→ Texte de lecture:
================
Edith Kauffer est politologue, professeure et chercheuse au Centro de Investigaciones y Estudios Superiores en Antropología Social de San Cristóbal de Las Casas, Chiapas, dans le Sud du Mexique. Elle réside cette année au Collegium de Lyon, Institut d’Etudes Avancées inscrit dans l’Université de Lyon, membre des réseaux français et européens des IEA.
Il accueille des chercheurs habituellement en poste à l’étranger pour mener leur projet de recherche innovant pendant cinq à dix mois.
La conférence sera animée par Isabelle Michallet, professeure à l’Université Jean Moulin Lyon 3. le podcast des échanges sera disponible dès ce jeudi.
L’Usumacinta, un point environnemental menacé
L’Usumacinta est le plus puissant fleuve du Mexique et de l’Amérique centrale. Il forme un bassin versant où confluent une profusion de cours d’eau, de zones humides et de systèmes lagunaires qui alimentent une exubérante biodiversité.
Son bassin s’étend sur trois pays (Guatemala, Mexique et une minuscule portion du Belize) mais sa dimension transfrontalière n’est guère prise en compte par les États : aucun traité, aucun partage des eaux, pas même une idée de coopération ne serait-ce minime, et encore moins une gestion partagée des ressources hydriques ne sont envisageables aujourd’hui malgré les nombreux positionnements internationaux en la matière.
================
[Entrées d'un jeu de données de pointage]
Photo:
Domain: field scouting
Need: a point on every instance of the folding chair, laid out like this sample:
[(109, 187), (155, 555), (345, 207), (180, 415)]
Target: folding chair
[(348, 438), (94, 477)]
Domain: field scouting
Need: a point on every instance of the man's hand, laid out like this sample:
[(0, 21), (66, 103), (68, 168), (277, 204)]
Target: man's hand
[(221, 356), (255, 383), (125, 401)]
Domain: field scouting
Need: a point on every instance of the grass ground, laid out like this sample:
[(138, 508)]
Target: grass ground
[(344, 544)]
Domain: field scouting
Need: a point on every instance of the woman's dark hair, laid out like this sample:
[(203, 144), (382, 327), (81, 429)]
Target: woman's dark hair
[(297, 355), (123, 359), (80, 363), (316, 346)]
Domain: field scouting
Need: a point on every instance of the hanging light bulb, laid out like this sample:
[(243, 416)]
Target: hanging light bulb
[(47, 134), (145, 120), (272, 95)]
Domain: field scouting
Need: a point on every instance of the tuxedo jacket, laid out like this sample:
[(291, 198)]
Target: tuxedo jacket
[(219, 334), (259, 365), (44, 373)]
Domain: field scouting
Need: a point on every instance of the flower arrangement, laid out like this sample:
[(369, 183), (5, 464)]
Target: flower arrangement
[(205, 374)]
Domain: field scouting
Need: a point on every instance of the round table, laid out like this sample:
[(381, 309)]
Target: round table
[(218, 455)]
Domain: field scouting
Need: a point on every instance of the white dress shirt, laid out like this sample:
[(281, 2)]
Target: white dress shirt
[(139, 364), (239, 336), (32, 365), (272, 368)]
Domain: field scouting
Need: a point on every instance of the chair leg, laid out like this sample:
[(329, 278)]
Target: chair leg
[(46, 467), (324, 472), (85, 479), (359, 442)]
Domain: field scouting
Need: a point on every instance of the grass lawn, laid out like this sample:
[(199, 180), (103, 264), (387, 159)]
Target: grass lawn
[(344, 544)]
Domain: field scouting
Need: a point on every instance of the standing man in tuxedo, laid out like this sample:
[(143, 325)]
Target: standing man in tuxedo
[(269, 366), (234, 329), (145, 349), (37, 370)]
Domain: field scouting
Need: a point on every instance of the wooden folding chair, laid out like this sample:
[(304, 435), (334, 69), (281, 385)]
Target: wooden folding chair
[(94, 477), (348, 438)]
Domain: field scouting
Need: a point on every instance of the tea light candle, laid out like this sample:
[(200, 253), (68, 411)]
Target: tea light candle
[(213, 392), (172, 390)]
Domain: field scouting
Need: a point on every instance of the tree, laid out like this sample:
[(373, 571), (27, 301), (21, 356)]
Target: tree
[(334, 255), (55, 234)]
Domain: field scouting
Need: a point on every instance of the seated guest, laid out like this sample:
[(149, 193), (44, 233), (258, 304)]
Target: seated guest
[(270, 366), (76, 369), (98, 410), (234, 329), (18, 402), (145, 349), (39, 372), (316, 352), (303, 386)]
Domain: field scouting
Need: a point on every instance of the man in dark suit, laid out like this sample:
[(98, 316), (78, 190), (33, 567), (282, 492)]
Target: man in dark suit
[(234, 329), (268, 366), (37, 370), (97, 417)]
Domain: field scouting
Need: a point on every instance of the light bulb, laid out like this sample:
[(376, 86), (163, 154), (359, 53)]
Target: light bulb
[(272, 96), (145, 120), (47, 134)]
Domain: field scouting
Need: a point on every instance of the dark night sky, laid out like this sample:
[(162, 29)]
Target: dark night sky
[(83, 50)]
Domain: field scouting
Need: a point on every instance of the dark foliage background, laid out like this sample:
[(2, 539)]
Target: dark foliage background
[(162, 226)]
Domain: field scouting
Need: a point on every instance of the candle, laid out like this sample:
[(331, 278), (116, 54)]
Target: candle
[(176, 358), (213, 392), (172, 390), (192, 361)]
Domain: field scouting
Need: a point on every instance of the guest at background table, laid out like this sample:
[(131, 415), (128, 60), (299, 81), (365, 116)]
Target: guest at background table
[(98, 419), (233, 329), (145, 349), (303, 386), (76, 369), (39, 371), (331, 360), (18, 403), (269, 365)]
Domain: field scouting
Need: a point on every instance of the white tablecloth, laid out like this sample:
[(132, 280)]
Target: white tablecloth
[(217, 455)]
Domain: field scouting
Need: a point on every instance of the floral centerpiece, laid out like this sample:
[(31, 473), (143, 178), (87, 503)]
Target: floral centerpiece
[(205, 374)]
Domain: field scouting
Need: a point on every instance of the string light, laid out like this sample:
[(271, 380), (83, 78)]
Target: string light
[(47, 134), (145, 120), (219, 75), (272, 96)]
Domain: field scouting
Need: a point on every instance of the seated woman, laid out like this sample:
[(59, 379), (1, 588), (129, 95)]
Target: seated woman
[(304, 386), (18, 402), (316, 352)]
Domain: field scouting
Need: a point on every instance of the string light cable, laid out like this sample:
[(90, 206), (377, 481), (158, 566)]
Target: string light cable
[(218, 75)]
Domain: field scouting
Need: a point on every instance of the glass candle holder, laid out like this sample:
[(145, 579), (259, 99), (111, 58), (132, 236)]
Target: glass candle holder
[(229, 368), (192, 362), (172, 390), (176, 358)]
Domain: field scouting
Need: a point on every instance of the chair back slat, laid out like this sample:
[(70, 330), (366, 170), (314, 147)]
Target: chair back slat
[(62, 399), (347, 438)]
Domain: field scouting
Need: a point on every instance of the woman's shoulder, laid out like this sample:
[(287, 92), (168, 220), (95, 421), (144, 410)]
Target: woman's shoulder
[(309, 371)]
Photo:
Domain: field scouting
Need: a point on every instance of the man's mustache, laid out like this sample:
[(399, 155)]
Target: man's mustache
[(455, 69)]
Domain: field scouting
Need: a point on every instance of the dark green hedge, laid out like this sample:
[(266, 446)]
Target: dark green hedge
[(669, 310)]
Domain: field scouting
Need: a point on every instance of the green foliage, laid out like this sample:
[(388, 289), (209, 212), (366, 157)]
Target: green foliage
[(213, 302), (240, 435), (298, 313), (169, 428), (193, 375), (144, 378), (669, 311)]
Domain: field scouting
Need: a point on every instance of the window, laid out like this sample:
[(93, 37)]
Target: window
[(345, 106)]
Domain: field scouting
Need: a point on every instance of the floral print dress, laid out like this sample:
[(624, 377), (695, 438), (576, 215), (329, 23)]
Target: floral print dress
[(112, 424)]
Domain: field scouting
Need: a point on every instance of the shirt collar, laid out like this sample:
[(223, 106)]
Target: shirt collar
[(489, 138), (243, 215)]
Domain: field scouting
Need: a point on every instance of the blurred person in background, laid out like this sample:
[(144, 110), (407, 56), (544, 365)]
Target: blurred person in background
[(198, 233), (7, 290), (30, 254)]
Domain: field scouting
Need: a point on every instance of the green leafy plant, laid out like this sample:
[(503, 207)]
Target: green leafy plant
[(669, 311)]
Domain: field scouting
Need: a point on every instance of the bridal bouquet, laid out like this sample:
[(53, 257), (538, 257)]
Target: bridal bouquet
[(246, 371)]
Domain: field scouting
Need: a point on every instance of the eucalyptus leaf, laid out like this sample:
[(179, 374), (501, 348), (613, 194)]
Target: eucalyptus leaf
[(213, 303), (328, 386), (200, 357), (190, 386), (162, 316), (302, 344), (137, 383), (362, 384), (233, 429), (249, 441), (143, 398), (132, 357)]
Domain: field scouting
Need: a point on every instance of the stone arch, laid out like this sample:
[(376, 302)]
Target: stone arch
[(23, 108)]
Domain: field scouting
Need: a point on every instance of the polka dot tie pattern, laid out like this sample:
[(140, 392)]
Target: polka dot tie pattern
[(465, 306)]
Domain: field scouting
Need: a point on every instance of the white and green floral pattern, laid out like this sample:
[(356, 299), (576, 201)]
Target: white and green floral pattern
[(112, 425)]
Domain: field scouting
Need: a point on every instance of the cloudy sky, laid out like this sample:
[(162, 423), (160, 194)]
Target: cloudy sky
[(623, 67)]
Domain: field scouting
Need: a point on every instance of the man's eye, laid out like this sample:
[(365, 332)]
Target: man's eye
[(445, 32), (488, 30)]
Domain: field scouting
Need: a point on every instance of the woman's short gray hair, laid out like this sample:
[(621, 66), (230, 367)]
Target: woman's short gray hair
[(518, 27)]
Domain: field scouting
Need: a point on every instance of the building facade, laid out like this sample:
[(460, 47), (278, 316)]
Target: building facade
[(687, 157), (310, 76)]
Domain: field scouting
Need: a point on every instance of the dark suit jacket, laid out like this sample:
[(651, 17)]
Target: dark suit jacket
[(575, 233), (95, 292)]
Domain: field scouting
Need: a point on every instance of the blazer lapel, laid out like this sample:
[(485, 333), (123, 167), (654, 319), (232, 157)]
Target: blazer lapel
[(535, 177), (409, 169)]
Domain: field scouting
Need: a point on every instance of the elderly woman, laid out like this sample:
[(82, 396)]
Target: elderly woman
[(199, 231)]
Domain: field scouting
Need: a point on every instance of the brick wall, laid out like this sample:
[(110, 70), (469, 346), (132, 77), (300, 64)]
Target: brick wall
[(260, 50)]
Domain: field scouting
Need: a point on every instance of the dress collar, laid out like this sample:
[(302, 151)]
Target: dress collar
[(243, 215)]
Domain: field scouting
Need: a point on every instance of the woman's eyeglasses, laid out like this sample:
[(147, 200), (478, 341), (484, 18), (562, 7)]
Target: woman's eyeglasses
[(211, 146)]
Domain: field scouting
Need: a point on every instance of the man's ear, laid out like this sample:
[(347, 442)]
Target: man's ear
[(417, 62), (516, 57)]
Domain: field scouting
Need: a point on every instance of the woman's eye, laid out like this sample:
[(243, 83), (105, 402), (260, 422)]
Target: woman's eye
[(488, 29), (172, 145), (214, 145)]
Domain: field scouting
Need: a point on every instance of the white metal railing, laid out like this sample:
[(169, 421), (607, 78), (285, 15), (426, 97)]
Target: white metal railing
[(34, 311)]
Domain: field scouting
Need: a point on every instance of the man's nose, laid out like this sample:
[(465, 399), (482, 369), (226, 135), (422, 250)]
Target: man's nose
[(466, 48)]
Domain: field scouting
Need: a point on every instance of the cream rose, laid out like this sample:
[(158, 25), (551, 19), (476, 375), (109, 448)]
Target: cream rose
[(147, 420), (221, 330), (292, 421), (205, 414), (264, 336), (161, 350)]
================
→ Tâche demandée A: Recopie mot pour mot le passage du texte de lecture qui commence aux mots "Il accueille des" et s'arrête après les mots "une exubérante biodiversité.".
→ Tâche demandée B: Redonne à l'identique les lignes, de la toute première ligne jusqu'à celle qui contient "[(221, 356), (255, 383), (125, 401)]", celle-ci comprise, et rien d'autre.
Le texte de lecture et les lignes n'ont aucun lien entre eux.

→ Réponse A:
Il accueille des chercheurs habituellement en poste à l’étranger pour mener leur projet de recherche innovant pendant cinq à dix mois.
La conférence sera animée par Isabelle Michallet, professeure à l’Université Jean Moulin Lyon 3. le podcast des échanges sera disponible dès ce jeudi.
L’Usumacinta, un point environnemental menacé
L’Usumacinta est le plus puissant fleuve du Mexique et de l’Amérique centrale. Il forme un bassin versant où confluent une profusion de cours d’eau, de zones humides et de systèmes lagunaires qui alimentent une exubérante biodiversité.

→ Réponse B:
Photo:
Domain: field scouting
Need: a point on every instance of the folding chair, laid out like this sample:
[(109, 187), (155, 555), (345, 207), (180, 415)]
Target: folding chair
[(348, 438), (94, 477)]
Domain: field scouting
Need: a point on every instance of the man's hand, laid out like this sample:
[(0, 21), (66, 103), (68, 168), (277, 204)]
Target: man's hand
[(221, 356), (255, 383), (125, 401)]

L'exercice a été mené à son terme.